Please extract every line from the one containing "Please segment every instance of the man's" through the last line of the entries, and reproduce them verbatim.

** Begin ENTRIES PROVIDED **

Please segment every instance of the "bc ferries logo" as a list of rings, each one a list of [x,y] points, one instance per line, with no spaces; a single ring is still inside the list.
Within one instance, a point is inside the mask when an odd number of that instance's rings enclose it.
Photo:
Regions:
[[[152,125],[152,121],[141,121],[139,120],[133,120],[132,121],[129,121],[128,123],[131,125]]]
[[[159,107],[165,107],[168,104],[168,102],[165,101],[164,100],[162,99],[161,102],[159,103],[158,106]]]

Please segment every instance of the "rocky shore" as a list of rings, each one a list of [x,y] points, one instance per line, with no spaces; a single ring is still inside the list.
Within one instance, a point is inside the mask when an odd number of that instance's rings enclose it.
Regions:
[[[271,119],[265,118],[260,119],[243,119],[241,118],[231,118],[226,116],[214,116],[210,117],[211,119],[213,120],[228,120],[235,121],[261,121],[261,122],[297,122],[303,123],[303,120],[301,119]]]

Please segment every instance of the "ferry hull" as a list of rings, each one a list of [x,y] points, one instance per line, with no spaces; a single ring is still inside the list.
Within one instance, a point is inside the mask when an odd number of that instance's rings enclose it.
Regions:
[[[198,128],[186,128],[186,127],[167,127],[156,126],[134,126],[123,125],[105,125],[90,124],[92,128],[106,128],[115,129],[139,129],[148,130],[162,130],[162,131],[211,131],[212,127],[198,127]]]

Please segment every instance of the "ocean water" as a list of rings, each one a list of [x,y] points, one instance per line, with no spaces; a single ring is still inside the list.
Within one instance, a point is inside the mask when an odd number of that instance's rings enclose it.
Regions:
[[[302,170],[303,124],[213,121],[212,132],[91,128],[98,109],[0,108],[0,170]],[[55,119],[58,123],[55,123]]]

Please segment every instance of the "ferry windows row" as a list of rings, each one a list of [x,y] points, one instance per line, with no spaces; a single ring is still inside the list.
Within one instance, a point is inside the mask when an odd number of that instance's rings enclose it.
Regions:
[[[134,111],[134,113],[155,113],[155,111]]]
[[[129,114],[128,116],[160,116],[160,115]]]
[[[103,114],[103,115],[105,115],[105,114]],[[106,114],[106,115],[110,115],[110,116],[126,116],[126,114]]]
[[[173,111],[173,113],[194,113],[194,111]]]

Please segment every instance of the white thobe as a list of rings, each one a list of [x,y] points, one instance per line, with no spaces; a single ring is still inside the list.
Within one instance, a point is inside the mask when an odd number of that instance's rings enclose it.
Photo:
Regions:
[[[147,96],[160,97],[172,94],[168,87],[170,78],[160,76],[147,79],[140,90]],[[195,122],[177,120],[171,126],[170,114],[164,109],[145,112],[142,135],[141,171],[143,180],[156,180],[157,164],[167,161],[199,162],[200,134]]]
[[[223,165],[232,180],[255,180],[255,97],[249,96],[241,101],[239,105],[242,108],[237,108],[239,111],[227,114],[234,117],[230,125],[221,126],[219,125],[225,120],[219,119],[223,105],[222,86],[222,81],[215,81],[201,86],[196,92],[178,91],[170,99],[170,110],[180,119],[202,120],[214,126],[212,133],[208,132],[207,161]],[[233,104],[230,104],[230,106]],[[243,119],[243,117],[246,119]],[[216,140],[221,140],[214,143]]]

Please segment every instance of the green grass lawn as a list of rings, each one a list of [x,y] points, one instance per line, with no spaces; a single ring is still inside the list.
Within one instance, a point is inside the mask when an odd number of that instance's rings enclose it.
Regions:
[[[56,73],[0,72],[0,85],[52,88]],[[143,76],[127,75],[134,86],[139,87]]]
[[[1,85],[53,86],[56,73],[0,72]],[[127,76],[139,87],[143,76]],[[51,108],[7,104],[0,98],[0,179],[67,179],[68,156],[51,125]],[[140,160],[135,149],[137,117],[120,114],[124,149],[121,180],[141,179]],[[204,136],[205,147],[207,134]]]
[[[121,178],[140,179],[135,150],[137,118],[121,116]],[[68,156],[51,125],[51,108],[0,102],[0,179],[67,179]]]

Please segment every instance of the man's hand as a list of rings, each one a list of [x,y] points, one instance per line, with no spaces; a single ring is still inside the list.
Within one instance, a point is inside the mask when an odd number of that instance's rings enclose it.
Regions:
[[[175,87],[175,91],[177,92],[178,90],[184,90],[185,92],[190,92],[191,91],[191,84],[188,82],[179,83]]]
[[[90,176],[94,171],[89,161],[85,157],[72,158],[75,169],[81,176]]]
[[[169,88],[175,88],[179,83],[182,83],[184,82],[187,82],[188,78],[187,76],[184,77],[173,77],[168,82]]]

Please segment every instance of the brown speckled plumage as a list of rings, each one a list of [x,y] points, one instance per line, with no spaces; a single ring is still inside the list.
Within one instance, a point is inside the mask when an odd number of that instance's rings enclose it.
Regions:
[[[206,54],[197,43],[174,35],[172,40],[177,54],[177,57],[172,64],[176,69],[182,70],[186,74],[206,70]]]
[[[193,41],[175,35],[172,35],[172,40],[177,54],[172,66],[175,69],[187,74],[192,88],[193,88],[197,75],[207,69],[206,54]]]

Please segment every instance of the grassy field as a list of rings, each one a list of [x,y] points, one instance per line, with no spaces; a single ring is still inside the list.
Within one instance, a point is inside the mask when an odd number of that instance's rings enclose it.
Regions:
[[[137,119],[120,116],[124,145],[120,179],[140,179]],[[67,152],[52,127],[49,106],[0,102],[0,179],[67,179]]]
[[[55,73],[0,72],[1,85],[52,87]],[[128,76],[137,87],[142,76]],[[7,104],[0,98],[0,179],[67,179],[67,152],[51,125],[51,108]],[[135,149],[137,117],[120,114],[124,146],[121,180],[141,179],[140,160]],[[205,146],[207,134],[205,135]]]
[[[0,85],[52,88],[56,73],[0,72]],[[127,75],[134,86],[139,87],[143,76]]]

** End ENTRIES PROVIDED **

EXERCISE ANSWER:
Please segment every instance of the man's hand as a list of rings, each one a list of [x,y] points, one instance per line, with no spaces; a single ring is still inside the list.
Within one instance, a point is inside the mask when an odd number of that instance's rings enclose it.
Regions:
[[[175,87],[175,91],[177,92],[178,90],[184,90],[185,92],[190,92],[191,91],[191,84],[188,82],[179,83]]]
[[[90,176],[94,171],[89,161],[85,157],[72,158],[75,169],[81,176]]]
[[[169,88],[175,88],[179,83],[182,83],[184,82],[187,82],[188,78],[187,76],[184,77],[173,77],[168,82]]]

Please segment every instance of the brown speckled plumage as a list of rings, each one a list of [x,y] points, one instance per line, with no spaces; a single ring is still inside the list.
Within one instance, a point is inside the mask when an odd number of that instance's rings enclose it.
Regions:
[[[206,54],[197,43],[174,35],[172,40],[177,54],[177,57],[172,64],[176,69],[182,70],[186,74],[206,70]]]
[[[193,41],[175,35],[172,35],[172,40],[177,54],[172,66],[175,69],[187,74],[192,88],[193,88],[197,75],[207,69],[206,54]]]

Please segment every instance of the grassy field as a list of rings, each one a list of [x,y] points, one instance per line, with no spaces; a single ring is still inside the list.
Within one instance, a point is inside the mask when an odd number of that instance's rings enclose it.
Regions:
[[[137,119],[120,116],[124,145],[120,179],[140,179]],[[67,152],[52,127],[49,106],[0,102],[0,179],[67,179]]]
[[[55,73],[0,72],[1,85],[52,87]],[[128,76],[137,87],[142,76]],[[7,104],[0,98],[0,179],[67,179],[67,152],[51,125],[51,108]],[[135,149],[137,117],[120,114],[124,146],[121,180],[141,179],[140,160]],[[205,146],[207,134],[205,135]]]
[[[0,85],[52,88],[56,73],[0,72]],[[127,75],[134,86],[139,87],[143,76]]]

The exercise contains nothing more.